= What the task requires =
Report how many lines of the listing include the word "tower"; nothing else should be written.

= Extracted entries =
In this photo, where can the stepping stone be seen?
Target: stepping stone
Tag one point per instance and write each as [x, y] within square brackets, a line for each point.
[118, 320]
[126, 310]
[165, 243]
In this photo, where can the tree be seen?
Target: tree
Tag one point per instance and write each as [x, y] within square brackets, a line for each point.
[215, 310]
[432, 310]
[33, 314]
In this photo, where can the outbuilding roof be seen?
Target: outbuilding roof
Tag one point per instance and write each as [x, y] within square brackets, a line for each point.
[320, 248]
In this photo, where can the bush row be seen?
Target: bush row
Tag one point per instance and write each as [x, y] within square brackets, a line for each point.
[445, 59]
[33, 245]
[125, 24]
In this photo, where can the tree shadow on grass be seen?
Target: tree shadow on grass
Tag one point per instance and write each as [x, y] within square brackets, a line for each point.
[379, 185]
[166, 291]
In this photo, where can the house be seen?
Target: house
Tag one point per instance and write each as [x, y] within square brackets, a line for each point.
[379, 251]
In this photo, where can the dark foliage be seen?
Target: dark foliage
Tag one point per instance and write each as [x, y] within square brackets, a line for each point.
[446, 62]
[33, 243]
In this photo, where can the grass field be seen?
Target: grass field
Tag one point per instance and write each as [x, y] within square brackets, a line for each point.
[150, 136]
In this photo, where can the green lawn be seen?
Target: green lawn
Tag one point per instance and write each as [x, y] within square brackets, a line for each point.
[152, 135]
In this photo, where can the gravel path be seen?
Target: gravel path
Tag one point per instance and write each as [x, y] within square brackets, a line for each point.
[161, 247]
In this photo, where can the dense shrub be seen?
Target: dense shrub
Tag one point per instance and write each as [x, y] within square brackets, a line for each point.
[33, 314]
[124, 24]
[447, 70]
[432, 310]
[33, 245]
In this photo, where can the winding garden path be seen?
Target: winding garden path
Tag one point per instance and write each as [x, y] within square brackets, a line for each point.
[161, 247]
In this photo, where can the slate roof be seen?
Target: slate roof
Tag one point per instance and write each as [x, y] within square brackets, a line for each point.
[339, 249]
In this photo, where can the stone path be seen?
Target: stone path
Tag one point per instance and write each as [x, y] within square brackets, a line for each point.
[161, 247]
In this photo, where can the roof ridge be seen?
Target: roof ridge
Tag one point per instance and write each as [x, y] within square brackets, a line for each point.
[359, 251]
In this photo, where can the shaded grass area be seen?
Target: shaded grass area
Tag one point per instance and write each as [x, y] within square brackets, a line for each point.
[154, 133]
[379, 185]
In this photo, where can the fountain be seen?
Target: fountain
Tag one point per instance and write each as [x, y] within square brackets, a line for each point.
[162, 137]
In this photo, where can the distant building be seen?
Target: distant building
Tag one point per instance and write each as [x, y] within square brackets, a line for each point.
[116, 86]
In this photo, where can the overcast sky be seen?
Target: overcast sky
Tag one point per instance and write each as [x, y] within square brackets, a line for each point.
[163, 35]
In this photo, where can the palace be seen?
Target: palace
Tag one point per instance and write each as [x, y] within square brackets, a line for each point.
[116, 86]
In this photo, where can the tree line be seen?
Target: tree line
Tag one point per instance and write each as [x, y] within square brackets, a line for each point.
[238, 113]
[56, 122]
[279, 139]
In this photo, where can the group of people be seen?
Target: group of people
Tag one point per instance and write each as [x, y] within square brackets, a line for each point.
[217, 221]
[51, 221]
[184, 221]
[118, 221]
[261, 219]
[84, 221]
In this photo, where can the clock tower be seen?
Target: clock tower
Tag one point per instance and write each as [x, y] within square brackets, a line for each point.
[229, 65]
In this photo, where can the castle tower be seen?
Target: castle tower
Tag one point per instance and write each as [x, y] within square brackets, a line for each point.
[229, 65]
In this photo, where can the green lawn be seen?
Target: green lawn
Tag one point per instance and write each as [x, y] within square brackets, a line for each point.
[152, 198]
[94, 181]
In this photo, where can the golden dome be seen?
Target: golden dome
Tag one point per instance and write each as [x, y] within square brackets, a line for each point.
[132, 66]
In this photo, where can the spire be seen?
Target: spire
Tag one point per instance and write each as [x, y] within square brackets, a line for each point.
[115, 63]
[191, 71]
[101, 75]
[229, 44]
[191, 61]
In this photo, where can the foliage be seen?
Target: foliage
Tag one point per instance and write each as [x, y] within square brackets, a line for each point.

= Expected answer =
4